━━━ EXERCISE MATERIAL
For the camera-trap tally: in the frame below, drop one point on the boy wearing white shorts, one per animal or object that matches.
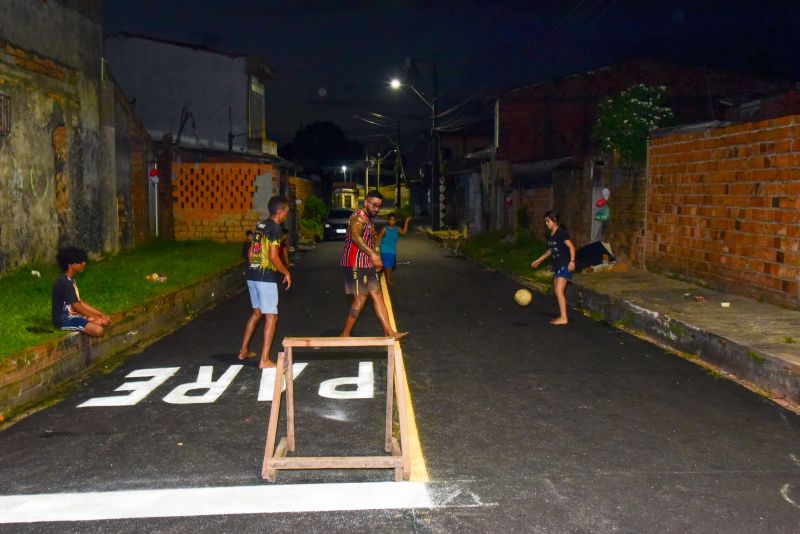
(265, 269)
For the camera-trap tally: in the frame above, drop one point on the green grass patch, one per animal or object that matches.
(511, 254)
(113, 285)
(715, 374)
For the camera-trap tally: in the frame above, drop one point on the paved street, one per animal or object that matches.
(524, 427)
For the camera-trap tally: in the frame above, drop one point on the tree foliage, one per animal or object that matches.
(320, 145)
(627, 120)
(314, 209)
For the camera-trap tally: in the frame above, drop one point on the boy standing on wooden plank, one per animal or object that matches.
(361, 265)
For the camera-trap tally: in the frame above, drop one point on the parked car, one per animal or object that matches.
(335, 226)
━━━━━━
■ WHAT YOU ARE ASKED TO DO
Output exactly what runs from the line with "foliage, one per animal or object that matches." to the final line above, both lines included, and nothing else.

■ OUTPUT BELOW
For the camera-trap tally: in the frame above, drop one point on the tree foliage, one per animal or object that matches.
(320, 145)
(627, 120)
(314, 209)
For the camera-trap tally: in the frame above, drop one point on the boy standing on wooden plank, one per animal or object that matches.
(361, 265)
For the camera-trap tally: in the frame above, drop one point on the parked car, one per animal or object that matches.
(335, 226)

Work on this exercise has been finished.